Natural-language object grounding data:
_ _ _ _ _ _ _

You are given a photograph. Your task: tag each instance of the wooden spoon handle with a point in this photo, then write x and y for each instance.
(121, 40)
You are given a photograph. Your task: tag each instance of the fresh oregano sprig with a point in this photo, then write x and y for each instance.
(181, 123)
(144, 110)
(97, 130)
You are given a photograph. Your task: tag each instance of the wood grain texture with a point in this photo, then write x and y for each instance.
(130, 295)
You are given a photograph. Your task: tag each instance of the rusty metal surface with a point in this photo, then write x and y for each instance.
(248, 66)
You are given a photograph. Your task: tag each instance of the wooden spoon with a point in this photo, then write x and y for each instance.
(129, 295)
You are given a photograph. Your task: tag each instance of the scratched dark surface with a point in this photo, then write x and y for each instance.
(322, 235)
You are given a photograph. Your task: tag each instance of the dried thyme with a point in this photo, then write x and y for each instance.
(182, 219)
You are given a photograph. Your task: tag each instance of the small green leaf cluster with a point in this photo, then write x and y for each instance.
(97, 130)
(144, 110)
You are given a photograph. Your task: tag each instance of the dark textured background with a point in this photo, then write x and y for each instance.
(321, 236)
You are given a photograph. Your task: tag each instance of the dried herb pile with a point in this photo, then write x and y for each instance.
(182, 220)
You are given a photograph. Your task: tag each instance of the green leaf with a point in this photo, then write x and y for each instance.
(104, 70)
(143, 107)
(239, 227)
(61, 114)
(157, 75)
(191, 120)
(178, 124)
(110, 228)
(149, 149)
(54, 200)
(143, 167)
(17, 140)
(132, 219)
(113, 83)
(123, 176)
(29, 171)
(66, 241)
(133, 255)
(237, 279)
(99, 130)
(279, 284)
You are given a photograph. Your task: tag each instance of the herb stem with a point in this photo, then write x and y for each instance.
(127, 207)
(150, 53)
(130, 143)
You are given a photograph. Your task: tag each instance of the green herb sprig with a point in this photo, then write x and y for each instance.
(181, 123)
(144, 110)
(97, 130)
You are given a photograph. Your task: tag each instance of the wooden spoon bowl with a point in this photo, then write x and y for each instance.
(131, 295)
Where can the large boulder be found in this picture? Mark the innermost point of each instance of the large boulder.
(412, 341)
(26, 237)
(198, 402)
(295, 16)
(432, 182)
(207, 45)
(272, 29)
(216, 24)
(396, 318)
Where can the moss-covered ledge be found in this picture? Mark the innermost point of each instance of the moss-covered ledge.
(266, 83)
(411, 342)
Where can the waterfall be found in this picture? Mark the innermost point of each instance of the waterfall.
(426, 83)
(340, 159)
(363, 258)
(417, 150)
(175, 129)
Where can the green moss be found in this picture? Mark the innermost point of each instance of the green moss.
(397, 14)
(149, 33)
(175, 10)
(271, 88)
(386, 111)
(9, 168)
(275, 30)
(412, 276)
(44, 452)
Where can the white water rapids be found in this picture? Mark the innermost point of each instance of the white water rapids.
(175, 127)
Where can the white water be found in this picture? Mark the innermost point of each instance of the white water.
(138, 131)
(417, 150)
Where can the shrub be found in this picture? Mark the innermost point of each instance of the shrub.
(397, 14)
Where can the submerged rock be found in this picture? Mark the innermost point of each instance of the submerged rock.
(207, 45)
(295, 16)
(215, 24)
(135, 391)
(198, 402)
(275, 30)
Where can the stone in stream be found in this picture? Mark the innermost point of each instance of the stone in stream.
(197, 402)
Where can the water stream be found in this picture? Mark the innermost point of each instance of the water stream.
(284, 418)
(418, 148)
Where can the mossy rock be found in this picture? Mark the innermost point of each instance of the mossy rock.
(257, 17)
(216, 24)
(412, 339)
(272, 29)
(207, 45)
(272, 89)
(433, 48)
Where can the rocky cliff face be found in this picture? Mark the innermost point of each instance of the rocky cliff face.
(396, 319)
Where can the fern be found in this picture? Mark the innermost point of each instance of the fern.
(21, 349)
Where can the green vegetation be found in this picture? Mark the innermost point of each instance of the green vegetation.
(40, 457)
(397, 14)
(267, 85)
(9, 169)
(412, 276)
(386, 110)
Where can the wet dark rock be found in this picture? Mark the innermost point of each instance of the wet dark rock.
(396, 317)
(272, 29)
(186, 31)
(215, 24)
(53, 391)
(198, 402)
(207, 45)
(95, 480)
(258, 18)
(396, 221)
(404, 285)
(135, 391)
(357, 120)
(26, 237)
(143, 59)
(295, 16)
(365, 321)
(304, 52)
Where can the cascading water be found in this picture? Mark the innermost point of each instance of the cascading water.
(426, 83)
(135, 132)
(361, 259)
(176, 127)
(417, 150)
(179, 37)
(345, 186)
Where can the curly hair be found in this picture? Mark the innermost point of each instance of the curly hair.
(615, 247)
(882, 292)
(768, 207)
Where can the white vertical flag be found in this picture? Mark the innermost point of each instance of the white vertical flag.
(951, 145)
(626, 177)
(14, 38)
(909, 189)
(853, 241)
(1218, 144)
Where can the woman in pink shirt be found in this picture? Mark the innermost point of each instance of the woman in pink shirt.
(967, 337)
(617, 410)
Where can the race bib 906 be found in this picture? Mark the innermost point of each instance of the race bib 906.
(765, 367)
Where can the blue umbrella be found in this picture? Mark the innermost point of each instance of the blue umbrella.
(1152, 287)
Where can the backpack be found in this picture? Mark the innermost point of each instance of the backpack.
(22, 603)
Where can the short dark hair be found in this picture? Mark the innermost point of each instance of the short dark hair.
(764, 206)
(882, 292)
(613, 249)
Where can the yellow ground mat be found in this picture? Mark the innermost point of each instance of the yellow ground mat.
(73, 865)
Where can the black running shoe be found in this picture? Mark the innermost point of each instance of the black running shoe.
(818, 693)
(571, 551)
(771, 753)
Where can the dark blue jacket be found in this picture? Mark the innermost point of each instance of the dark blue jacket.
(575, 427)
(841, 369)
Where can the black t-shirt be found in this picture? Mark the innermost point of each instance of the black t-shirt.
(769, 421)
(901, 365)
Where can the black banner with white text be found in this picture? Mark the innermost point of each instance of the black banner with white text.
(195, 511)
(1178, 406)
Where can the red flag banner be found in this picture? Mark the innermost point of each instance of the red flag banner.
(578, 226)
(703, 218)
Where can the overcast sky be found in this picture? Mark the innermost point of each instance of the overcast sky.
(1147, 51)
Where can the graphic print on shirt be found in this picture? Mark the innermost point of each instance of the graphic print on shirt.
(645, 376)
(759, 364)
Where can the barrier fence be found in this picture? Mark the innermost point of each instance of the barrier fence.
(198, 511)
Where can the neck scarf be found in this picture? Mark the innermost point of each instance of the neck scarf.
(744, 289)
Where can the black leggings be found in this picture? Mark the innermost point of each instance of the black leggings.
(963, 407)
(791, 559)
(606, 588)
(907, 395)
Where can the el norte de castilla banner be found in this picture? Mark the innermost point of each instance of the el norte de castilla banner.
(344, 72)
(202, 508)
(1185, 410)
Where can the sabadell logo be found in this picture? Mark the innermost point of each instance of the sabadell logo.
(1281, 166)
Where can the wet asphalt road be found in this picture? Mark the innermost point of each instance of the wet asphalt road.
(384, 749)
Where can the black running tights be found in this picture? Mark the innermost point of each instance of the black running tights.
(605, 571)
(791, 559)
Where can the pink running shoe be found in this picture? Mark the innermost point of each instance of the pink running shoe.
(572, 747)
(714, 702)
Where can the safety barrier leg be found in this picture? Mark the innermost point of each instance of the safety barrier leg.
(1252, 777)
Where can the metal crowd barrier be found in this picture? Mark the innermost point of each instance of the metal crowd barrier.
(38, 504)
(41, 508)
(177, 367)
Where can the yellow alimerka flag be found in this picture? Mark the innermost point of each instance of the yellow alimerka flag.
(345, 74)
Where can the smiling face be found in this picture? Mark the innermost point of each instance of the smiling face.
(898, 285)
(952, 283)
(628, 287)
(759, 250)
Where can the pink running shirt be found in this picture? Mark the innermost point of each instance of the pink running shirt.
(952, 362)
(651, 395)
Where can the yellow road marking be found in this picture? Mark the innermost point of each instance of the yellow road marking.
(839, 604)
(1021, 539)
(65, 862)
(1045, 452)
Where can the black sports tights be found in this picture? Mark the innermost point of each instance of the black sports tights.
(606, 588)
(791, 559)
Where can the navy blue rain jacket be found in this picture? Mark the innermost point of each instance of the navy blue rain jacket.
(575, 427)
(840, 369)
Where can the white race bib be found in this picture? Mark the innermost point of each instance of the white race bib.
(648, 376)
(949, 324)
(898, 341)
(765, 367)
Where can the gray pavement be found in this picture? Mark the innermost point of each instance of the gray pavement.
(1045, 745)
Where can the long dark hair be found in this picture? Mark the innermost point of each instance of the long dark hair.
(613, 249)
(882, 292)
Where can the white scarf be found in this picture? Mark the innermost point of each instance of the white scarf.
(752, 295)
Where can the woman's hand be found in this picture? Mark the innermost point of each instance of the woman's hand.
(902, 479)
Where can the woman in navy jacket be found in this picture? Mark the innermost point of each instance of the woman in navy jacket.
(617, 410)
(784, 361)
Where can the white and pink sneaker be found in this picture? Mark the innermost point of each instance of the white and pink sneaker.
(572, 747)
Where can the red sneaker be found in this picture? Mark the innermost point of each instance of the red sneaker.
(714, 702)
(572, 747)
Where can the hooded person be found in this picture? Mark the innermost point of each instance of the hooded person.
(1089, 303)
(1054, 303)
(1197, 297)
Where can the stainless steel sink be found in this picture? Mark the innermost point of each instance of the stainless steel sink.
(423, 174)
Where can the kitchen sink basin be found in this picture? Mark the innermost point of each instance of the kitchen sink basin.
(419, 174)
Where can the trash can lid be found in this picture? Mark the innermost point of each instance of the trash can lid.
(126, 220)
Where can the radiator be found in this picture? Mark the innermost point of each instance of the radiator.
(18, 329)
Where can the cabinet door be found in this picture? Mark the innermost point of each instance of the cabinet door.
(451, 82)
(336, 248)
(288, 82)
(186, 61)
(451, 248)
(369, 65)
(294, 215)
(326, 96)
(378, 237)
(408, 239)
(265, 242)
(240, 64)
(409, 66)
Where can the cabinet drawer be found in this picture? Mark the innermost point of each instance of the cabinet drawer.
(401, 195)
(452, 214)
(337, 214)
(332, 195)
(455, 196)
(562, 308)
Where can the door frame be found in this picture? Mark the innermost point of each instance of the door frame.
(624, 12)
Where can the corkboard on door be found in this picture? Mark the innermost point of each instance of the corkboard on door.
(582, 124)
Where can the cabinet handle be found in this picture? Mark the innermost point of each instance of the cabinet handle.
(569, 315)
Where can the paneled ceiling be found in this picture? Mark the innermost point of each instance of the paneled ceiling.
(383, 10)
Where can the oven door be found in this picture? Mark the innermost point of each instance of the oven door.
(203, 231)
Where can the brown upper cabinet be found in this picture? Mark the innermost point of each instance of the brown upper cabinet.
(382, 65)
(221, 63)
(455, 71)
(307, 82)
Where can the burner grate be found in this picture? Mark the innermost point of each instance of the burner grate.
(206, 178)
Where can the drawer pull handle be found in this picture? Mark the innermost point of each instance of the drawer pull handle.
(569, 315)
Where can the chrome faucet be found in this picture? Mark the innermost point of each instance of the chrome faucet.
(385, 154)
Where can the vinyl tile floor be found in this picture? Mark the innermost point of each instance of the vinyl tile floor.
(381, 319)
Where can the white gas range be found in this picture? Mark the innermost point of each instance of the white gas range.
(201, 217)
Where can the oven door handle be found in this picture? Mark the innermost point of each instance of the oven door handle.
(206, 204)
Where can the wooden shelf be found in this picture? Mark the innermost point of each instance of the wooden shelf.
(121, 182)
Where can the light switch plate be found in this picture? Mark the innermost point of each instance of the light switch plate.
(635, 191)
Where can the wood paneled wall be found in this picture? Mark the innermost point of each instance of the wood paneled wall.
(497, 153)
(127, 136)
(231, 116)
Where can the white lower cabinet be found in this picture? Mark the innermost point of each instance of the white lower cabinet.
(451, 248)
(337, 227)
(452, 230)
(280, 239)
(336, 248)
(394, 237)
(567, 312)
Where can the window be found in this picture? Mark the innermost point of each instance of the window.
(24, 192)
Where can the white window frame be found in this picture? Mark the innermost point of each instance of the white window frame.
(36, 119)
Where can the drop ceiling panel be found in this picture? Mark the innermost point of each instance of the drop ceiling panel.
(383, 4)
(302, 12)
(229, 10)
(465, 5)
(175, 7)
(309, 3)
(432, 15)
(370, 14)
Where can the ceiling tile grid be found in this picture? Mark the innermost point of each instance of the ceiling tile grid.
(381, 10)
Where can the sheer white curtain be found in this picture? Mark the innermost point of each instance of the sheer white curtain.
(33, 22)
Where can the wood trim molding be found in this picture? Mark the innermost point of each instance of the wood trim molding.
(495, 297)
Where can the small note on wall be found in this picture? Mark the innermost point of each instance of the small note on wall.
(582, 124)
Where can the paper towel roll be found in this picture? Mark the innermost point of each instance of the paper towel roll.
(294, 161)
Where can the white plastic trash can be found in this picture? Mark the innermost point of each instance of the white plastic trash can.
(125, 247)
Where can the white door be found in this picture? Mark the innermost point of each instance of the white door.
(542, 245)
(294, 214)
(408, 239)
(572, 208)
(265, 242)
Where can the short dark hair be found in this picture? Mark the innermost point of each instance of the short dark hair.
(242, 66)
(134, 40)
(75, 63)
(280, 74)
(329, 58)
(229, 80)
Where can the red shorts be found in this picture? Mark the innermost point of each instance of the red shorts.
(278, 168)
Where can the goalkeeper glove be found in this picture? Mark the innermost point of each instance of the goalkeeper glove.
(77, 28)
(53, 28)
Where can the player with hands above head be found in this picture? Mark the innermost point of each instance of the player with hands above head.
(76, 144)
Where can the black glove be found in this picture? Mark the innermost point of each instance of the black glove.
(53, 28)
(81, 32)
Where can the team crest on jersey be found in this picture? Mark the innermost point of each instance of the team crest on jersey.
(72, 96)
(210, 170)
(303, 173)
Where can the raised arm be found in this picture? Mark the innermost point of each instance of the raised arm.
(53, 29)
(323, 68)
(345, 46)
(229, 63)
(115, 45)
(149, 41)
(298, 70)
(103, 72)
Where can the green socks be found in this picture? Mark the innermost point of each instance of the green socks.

_ _ _ _ _ _ _

Your assignment:
Starting at the line that contains "Where can the team", quote each remaining line of the entries above, unchanged.

Result of the exercise:
Where can the team crest on jersey be found in this picture? Mark the innermost point of each instance of the team crest on jersey.
(72, 96)
(210, 170)
(303, 173)
Where can the raised arm be found in this picture? Mark the innermost point of each instance of the raised arm.
(53, 29)
(323, 68)
(345, 46)
(229, 63)
(115, 45)
(149, 41)
(298, 70)
(103, 72)
Where can the green socks be found in this picture? Mark the innermost point of each instance of the green socks.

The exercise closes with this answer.